▶ Source passage
Tuesday 20 September 2011

Corbridge discovered

Over on Mull the other day, while I was having a beer at the Mishnish with Andrew, he mentioned to me that Corbridge was one of England’s “well” towns. When pressed for an explanation of what this meant he explained to me that it was a small town to which were attracted people either retired or close to retirement who had above average disposable income and who subsequently became closely interested in all matters involving village affairs, presumably because of their investment in the area. They’ve invested their wealth and the remainder of their lives.

I can think of several places in Australia like this and so I was not surprised to find a tidy and well-ordered village on our arrival in Corbridge. When I say tidy and well-ordered I don’t wish you to infer excess regulation, but there seems a sense of pride among the population that they have produced a village which is a desirable place to live. Mind you, this observation is based on only 36 hours here but what we’ve found accords with Andrew’s comments in the Mishnish.



We had two main reasons for being here. The first is that Corbridge is where I was born, but I had never been back since my mother brought me here, as I dimly remember, from our home in the suburbs of nearby Newcastle-on-Tyne to show me my birthplace when I was about five or six. The second, to visit Hadrian’s Wall and associated structures.

▶ Records from a collection
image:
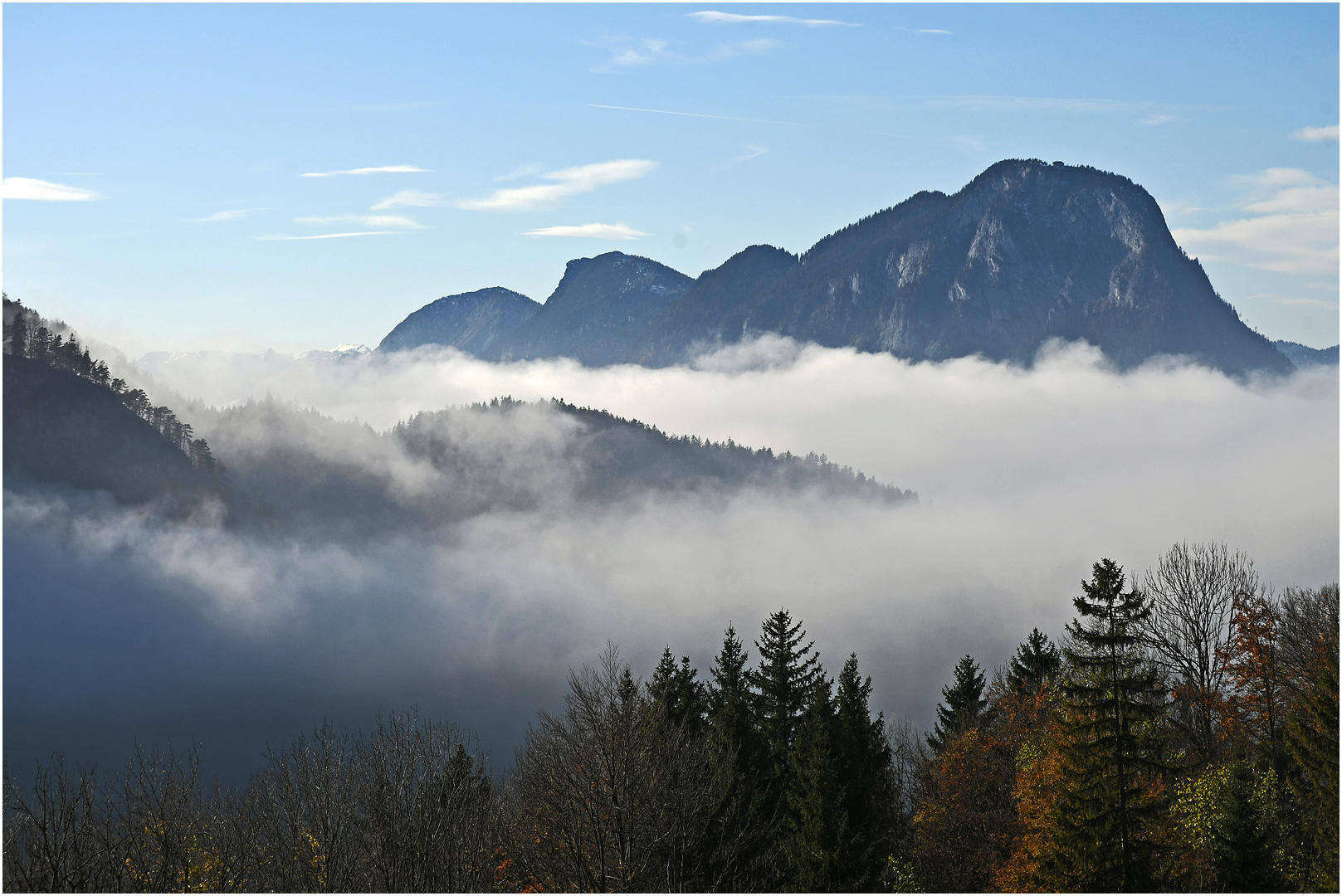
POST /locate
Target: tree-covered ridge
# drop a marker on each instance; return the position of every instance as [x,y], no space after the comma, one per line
[619,455]
[30,336]
[1076,767]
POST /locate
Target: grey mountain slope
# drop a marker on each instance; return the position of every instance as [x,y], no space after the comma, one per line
[469,321]
[1303,356]
[598,313]
[1026,252]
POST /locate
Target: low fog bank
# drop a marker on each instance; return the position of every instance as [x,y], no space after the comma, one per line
[120,624]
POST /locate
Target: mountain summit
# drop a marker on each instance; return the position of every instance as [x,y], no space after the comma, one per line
[1026,252]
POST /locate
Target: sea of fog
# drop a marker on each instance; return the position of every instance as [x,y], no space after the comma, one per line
[119,626]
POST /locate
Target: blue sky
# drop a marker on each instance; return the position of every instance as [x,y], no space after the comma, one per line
[242,178]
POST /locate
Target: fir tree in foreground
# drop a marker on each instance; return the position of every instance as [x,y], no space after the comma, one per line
[964,704]
[1111,742]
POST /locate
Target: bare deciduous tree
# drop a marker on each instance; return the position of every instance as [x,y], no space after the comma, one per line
[1192,592]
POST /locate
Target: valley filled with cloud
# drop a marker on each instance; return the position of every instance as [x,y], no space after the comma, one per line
[1024,479]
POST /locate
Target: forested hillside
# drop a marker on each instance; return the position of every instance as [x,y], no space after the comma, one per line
[1181,735]
[310,475]
[69,421]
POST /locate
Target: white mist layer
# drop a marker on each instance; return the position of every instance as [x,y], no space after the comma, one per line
[1026,479]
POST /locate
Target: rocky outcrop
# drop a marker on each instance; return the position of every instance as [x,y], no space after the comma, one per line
[1028,251]
[469,321]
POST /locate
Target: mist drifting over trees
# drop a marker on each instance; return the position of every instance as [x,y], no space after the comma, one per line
[388,535]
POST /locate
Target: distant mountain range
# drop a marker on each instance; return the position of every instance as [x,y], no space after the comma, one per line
[1028,251]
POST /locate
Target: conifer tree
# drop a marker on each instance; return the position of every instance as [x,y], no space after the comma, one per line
[1035,660]
[676,694]
[1111,741]
[788,671]
[816,826]
[866,780]
[964,704]
[739,826]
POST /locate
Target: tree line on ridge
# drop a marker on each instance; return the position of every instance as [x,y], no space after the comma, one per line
[1180,735]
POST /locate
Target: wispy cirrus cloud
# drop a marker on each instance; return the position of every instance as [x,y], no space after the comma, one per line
[46,191]
[732,17]
[752,152]
[382,169]
[227,215]
[1328,134]
[627,52]
[569,182]
[326,236]
[1291,227]
[417,197]
[367,220]
[620,231]
[522,171]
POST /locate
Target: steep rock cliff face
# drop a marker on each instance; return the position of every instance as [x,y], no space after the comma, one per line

▶ Exercises to complete
1. Do these statements agree with the Corbridge post? (a) The writer had been back to Corbridge several times as an adult. (b) Andrew made his remark about Corbridge at the Mishnish on Mull. (c) The writer's impressions of the village rest on a stay of about a week. Answer yes or no for each and quote the deciding words.
2. According to the Corbridge post, what was the second main reason for the visit?

▶ Results for each task
1.
(a) No: "I had never been back since my mother brought me here"
(b) Yes: "Over on Mull the other day, while I was having a beer at the Mishnish with Andrew"
(c) No: "this observation is based on only 36 hours here"

2. To visit Hadrian's Wall and associated structures.